> DATA SECTION:
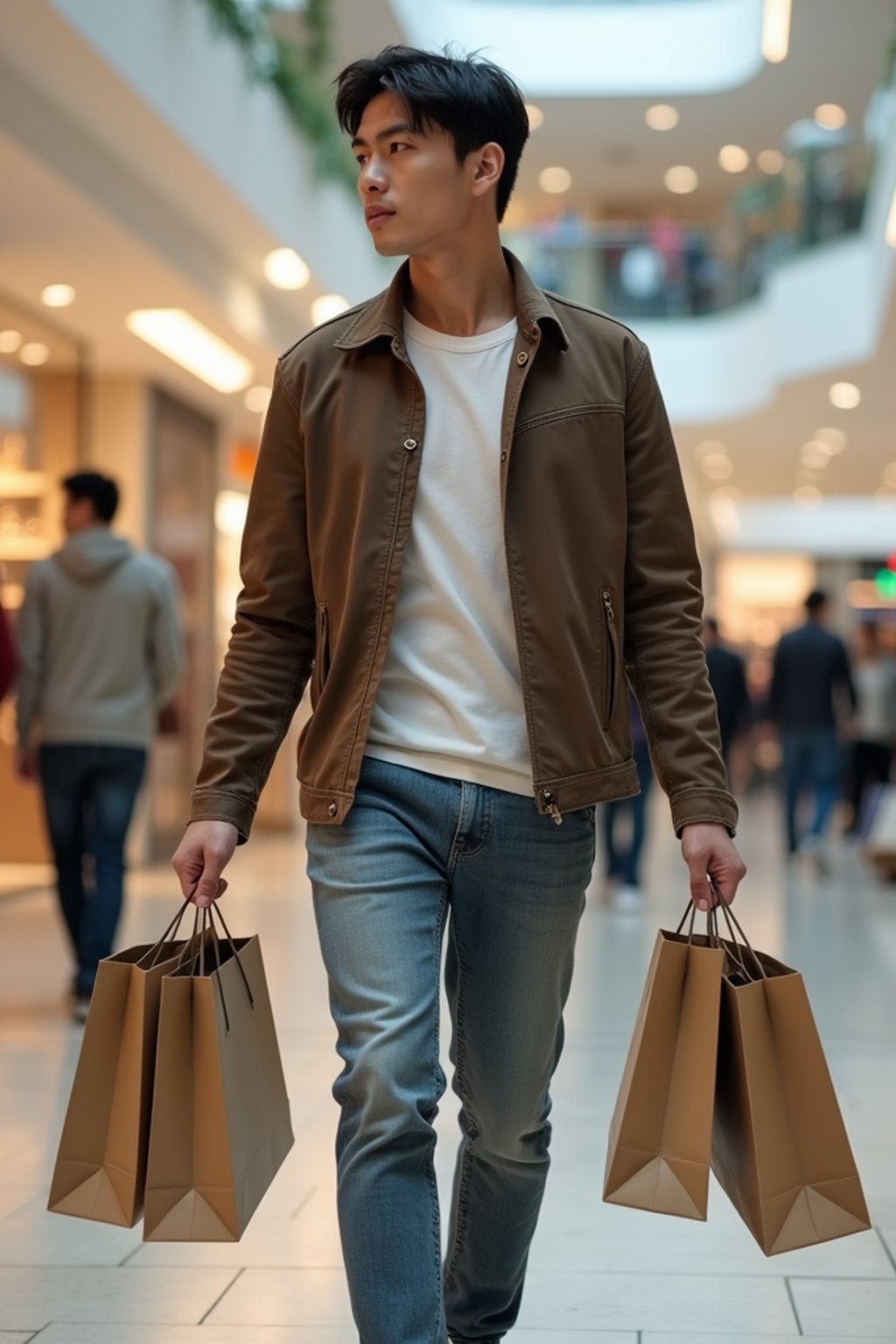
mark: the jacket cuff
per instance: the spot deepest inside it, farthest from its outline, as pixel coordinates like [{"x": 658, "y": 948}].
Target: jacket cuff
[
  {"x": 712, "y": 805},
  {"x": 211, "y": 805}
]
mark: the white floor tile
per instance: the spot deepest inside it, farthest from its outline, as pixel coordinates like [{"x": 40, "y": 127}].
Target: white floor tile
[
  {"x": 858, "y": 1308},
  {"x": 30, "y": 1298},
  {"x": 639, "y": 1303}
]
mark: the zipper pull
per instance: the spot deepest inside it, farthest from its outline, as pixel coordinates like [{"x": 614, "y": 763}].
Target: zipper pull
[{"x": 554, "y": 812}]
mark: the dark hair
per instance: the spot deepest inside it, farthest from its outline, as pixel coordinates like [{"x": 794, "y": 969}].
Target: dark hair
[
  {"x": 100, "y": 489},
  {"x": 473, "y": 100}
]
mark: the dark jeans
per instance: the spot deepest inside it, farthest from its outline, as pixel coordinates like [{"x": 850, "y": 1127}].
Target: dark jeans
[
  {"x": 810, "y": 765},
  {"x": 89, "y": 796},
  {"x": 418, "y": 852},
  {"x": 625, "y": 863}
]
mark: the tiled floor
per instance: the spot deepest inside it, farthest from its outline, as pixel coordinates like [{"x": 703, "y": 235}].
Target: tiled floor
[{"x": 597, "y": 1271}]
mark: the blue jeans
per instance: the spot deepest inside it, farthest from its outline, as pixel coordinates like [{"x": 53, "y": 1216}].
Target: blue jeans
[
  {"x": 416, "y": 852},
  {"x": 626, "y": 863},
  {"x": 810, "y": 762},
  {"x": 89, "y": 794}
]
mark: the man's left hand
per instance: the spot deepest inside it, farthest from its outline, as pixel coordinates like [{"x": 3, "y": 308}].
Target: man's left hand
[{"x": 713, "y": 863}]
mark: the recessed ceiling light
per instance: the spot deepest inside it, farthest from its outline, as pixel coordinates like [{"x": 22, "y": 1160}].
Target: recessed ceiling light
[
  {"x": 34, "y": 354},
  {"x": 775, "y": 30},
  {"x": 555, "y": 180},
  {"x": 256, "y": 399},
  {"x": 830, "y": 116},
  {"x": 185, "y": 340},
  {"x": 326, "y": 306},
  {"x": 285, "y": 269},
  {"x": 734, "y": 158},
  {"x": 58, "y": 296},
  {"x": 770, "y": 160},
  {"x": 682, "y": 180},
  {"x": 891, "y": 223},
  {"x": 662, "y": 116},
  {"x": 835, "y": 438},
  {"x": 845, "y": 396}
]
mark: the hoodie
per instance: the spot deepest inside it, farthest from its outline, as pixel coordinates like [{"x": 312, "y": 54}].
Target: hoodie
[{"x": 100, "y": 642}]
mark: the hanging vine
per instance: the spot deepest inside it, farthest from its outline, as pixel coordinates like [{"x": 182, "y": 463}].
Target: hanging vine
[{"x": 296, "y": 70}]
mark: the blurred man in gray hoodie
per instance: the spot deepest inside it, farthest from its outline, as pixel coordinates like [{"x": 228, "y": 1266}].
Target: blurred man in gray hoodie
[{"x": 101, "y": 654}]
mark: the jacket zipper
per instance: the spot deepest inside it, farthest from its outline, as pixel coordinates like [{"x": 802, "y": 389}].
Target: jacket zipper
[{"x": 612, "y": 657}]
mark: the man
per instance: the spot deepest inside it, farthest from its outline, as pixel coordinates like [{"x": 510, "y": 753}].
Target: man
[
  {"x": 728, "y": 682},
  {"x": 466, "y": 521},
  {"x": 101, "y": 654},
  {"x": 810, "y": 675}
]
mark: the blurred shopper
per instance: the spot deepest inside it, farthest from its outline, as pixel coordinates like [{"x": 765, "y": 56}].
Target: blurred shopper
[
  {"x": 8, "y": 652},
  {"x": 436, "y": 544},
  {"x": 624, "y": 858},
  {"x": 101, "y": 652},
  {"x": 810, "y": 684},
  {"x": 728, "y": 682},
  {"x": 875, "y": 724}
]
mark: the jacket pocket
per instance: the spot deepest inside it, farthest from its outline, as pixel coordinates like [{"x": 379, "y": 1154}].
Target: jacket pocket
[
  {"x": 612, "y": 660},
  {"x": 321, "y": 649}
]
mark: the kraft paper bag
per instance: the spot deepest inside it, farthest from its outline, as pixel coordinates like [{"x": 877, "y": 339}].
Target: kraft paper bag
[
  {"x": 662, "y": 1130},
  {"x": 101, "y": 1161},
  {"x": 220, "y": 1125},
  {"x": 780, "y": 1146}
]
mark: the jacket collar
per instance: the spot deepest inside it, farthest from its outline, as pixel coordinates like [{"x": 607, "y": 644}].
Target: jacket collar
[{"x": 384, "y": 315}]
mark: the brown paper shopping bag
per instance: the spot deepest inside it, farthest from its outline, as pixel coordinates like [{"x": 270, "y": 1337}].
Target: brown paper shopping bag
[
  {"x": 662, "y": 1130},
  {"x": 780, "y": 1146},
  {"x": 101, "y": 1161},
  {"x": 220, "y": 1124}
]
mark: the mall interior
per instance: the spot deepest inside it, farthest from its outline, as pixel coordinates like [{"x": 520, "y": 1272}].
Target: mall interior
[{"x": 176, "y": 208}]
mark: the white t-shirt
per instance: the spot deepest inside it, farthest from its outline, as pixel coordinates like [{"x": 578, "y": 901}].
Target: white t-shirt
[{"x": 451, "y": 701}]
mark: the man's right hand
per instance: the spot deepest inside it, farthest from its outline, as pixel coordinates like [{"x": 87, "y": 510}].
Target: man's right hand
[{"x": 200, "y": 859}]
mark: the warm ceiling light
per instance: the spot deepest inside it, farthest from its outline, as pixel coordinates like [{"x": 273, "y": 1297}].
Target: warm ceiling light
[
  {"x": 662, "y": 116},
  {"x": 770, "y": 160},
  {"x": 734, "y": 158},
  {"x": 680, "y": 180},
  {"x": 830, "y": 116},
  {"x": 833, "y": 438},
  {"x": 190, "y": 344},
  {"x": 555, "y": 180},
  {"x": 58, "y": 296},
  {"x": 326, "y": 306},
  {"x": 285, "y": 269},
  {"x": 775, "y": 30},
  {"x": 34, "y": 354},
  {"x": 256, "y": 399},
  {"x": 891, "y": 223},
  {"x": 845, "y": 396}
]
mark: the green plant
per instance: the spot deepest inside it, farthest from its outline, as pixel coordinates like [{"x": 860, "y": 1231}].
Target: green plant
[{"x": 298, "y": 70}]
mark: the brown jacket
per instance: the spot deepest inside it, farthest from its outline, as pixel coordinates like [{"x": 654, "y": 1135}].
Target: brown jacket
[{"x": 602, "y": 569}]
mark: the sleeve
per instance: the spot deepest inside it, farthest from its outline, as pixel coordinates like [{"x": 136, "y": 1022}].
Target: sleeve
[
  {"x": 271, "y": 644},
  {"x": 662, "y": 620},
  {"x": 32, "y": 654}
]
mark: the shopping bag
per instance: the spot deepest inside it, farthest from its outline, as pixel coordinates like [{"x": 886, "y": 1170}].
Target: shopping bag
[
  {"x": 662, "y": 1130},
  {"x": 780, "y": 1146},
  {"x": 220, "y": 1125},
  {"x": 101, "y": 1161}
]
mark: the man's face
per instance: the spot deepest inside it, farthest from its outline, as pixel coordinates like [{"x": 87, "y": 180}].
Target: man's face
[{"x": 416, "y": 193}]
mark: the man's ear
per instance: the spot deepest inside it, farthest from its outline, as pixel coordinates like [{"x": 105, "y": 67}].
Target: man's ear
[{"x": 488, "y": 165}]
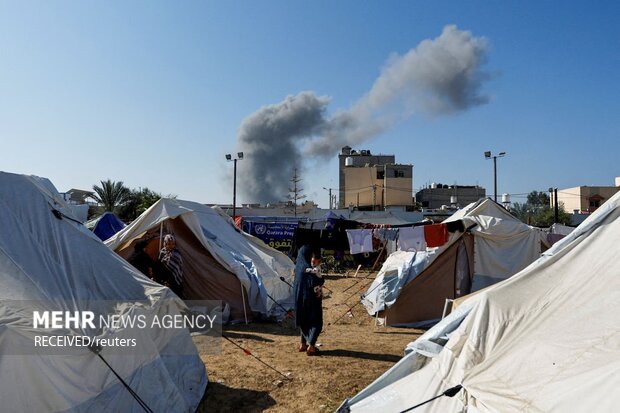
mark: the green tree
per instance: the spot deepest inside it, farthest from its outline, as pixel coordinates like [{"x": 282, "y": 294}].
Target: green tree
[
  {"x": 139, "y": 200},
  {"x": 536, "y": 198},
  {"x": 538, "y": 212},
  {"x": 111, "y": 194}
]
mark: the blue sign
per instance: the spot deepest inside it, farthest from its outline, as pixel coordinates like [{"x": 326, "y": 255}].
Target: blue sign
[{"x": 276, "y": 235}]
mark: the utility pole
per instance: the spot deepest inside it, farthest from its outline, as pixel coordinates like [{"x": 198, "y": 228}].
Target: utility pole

> TASK BRIEF: Everything from the line containing "mark: the sleeve" through the last line of the entries is to be output exactly as written, minus any pictures.

> RESULT FOR THIS EXERCISE:
mark: the sleeve
per instance: the spot deepest inside it, farthest from its outline, as pixel coordinates like [{"x": 136, "y": 1022}].
Target: sleeve
[
  {"x": 271, "y": 644},
  {"x": 662, "y": 620},
  {"x": 32, "y": 654}
]
mark: the shopping bag
per instance: the spot deepest inside it, farthest from its outline, as pixel coordinates like [{"x": 886, "y": 1170}].
Target: shopping bag
[
  {"x": 662, "y": 1130},
  {"x": 780, "y": 1146},
  {"x": 220, "y": 1125},
  {"x": 101, "y": 1161}
]
mark: the man's face
per instance: the spot deepest inside it, farthest from its outline, as pixel coordinates like [{"x": 87, "y": 180}].
Target: man's face
[{"x": 416, "y": 193}]
mark: the man's ear
per instance: the spot deepest inside it, farthest from its outline, as pixel coordinates like [{"x": 105, "y": 67}].
Target: man's ear
[{"x": 488, "y": 165}]
mark: the green tree
per instance: the spot deepest inside it, farthest from its outline, as pixel coordinates like [{"x": 282, "y": 294}].
Target: green tree
[
  {"x": 139, "y": 200},
  {"x": 536, "y": 198},
  {"x": 538, "y": 212},
  {"x": 111, "y": 194}
]
mark: the blue sign
per instance: the spot deepest inside it, farthest from its outline, as pixel coordinates like [{"x": 326, "y": 255}].
Target: blue sign
[{"x": 276, "y": 235}]
mark: the utility pole
per instance: the spot deepest inside it, farthest from its outline, as pixel coordinates like [{"x": 198, "y": 228}].
Target: utility pole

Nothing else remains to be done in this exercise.